# Start of GIVEN RECORDS

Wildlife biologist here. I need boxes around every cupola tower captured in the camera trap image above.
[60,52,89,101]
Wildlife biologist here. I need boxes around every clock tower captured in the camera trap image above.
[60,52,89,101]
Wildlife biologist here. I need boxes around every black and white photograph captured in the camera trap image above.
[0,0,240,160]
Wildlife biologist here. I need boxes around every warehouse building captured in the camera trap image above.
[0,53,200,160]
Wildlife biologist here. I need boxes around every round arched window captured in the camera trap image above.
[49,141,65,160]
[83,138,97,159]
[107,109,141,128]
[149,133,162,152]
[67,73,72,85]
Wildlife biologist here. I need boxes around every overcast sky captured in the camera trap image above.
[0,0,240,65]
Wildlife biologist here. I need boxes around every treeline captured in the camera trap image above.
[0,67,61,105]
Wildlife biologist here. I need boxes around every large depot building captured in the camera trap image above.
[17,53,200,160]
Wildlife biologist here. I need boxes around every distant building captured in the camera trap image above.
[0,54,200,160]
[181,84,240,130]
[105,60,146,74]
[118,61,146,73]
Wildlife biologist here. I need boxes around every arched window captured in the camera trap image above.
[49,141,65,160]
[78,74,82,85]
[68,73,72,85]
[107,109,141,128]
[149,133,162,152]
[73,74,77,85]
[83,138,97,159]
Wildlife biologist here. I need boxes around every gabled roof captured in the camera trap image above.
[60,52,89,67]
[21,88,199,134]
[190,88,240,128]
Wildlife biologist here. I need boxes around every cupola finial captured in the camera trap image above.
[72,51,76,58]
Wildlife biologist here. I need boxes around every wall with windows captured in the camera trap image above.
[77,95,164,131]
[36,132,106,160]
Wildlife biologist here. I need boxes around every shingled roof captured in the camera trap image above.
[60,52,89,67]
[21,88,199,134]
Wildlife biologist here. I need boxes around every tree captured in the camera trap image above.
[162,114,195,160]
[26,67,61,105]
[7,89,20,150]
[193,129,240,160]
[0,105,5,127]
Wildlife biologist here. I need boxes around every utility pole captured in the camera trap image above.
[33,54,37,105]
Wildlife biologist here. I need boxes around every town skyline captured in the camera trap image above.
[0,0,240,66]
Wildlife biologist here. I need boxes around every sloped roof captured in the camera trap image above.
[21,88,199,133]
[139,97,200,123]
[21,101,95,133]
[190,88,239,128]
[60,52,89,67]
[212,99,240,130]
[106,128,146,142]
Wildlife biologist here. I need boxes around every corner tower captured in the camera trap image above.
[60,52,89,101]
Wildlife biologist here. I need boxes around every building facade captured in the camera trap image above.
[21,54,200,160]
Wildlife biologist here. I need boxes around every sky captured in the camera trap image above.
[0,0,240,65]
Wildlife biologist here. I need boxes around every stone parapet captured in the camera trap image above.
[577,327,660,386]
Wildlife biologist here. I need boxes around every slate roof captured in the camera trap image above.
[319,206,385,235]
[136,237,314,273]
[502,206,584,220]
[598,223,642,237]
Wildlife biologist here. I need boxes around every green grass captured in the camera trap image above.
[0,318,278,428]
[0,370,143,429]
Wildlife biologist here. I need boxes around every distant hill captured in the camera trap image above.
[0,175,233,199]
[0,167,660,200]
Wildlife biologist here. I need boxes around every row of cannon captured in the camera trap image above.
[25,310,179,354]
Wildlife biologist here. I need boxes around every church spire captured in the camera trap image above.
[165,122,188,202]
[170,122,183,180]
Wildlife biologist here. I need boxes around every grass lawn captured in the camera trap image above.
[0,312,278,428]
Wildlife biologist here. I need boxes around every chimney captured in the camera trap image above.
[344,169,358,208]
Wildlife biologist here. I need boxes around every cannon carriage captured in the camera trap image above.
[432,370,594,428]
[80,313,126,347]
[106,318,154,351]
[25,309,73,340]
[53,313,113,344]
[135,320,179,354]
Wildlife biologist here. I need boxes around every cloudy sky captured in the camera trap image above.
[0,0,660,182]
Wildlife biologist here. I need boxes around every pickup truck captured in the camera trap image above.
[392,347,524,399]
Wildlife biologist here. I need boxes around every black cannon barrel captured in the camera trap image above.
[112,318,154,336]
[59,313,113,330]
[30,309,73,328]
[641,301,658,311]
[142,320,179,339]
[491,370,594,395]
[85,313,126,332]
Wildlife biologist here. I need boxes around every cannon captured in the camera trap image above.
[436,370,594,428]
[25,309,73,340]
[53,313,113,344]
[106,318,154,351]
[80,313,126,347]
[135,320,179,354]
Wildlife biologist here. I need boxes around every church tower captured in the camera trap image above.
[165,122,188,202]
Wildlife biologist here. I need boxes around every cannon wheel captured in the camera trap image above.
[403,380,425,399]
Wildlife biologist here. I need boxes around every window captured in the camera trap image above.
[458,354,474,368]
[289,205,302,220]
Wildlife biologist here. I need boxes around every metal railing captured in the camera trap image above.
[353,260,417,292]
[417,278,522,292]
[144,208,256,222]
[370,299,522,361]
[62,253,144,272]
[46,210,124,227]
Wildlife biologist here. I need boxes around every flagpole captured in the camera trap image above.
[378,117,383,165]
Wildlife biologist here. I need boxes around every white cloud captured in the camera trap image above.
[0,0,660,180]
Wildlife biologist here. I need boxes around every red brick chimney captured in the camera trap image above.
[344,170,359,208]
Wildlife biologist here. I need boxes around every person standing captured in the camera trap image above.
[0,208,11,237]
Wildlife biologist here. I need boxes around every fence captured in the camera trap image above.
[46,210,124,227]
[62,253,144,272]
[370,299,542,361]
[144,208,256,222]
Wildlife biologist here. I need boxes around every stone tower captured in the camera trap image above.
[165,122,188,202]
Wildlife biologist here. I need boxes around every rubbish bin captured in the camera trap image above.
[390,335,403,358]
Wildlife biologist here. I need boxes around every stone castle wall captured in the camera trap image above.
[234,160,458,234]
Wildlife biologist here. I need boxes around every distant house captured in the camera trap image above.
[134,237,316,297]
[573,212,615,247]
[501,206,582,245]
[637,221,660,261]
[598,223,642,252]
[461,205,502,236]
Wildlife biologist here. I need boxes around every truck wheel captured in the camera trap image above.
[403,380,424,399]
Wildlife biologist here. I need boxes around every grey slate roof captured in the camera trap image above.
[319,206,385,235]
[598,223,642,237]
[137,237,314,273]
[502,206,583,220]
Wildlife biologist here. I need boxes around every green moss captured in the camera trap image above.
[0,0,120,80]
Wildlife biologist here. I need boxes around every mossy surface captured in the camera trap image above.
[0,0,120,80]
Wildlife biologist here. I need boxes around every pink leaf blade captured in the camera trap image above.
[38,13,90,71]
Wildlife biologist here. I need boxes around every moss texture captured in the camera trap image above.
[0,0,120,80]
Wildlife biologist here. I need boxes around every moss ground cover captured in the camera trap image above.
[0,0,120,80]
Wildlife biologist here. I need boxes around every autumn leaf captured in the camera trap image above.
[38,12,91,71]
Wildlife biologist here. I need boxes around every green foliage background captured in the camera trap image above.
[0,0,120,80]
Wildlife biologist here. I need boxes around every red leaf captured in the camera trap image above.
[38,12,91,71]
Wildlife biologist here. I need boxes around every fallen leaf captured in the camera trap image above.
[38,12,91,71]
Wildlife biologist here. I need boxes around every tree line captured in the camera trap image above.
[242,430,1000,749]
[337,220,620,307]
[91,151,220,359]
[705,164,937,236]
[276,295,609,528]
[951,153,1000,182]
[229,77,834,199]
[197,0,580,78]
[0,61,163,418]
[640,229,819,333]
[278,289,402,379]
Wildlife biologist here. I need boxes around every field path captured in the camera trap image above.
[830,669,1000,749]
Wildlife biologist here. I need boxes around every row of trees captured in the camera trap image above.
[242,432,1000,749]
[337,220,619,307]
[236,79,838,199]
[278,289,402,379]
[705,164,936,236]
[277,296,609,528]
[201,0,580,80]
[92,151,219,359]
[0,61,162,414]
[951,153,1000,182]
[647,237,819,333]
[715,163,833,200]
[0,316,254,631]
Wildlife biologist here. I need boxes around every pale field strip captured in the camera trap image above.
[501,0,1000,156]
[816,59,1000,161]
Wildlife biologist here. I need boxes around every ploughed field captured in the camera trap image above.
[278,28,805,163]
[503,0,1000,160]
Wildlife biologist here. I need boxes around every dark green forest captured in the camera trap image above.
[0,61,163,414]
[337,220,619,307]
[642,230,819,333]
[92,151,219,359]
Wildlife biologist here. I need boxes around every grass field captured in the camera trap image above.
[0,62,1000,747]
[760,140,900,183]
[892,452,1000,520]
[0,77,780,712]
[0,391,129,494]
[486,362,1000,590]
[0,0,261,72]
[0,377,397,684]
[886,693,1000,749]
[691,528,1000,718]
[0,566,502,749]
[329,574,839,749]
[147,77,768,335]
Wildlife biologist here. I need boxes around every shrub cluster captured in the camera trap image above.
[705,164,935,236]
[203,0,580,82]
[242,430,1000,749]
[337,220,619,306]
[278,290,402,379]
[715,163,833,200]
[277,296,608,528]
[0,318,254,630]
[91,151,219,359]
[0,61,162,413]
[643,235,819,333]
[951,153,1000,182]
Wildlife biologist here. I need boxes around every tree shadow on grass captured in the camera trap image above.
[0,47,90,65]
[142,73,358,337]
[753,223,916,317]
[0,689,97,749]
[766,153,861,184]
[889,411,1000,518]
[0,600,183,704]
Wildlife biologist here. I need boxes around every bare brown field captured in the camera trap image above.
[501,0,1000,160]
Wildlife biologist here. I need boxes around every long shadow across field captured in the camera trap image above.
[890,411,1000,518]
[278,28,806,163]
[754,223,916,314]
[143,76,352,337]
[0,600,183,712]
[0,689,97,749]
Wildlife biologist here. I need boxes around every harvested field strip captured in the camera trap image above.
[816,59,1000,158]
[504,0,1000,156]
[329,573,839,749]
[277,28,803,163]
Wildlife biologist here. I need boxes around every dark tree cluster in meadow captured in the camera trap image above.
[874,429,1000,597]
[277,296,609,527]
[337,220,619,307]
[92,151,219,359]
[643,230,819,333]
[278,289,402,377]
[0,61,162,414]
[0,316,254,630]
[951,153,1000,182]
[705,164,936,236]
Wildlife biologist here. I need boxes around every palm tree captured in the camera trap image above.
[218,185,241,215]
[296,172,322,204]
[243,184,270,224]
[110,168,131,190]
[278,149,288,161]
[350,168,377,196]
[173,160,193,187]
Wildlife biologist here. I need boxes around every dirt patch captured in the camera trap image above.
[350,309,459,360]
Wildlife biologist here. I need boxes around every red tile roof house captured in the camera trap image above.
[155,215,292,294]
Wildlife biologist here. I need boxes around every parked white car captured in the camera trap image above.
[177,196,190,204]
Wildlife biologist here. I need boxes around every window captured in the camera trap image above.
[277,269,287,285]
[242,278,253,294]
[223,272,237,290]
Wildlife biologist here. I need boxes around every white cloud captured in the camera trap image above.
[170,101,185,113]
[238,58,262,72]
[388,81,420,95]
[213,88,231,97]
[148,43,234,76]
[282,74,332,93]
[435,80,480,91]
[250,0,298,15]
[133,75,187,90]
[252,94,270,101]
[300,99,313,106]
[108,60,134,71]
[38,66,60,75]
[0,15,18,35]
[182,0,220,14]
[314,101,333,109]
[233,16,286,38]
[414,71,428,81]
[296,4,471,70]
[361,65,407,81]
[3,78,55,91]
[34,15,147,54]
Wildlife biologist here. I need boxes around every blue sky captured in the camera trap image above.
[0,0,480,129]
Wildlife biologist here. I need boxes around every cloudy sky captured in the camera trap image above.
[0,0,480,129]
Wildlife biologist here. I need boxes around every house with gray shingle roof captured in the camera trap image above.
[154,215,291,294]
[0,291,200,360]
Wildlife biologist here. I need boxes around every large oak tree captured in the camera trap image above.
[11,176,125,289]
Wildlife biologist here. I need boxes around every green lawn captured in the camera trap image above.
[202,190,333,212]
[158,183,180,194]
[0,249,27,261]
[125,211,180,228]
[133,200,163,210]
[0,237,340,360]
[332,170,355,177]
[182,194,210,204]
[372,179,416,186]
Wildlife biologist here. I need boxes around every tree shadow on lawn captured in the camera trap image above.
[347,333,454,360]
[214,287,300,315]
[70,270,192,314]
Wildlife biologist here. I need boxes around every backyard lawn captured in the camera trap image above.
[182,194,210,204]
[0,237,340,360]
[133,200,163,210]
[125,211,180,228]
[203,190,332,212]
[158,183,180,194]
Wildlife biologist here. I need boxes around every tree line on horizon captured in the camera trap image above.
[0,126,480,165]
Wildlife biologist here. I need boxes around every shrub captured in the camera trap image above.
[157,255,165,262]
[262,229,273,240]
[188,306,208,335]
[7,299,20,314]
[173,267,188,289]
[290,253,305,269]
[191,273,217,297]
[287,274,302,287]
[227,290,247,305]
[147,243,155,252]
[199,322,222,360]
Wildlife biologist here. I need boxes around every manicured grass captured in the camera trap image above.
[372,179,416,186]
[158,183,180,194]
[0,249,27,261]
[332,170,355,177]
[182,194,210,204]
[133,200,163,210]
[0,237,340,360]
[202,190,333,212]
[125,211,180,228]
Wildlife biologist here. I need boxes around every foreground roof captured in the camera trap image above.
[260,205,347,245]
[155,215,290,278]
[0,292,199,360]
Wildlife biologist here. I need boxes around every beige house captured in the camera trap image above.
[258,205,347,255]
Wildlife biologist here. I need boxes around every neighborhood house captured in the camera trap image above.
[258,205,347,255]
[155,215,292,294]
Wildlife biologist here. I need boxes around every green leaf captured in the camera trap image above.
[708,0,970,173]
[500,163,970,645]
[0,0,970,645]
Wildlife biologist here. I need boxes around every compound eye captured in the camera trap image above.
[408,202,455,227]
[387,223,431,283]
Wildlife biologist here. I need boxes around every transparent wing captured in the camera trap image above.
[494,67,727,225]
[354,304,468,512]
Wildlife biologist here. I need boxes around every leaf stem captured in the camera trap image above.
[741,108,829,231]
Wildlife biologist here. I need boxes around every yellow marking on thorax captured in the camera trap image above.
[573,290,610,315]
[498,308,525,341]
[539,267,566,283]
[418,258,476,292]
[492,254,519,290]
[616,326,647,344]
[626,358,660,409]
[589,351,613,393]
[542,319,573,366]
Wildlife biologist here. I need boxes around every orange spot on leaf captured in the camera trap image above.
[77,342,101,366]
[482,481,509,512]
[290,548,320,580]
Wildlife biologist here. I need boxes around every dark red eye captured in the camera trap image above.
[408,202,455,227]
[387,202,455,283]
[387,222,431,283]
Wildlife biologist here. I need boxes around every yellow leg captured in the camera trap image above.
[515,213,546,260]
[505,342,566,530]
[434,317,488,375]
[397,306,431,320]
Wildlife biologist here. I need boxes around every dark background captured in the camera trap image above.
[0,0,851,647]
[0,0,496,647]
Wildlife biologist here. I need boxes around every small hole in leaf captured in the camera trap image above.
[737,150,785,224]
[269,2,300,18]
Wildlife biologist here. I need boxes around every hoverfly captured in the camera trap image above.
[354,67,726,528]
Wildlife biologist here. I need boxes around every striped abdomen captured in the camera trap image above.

# End of GIVEN RECORDS

• WORK TO COMPLETE:
Format the listing, from its first line through the line containing "[0,0,240,160]", as a Markdown table with the columns Row and Line. Number each row and leave out blank lines.

• FINISHED ANSWER:
| Row | Line |
|---|---|
| 1 | Wildlife biologist here. I need boxes around every cupola tower captured in the camera trap image above. |
| 2 | [60,52,89,101] |
| 3 | Wildlife biologist here. I need boxes around every clock tower captured in the camera trap image above. |
| 4 | [60,52,89,101] |
| 5 | Wildlife biologist here. I need boxes around every black and white photograph captured in the camera trap image above. |
| 6 | [0,0,240,160] |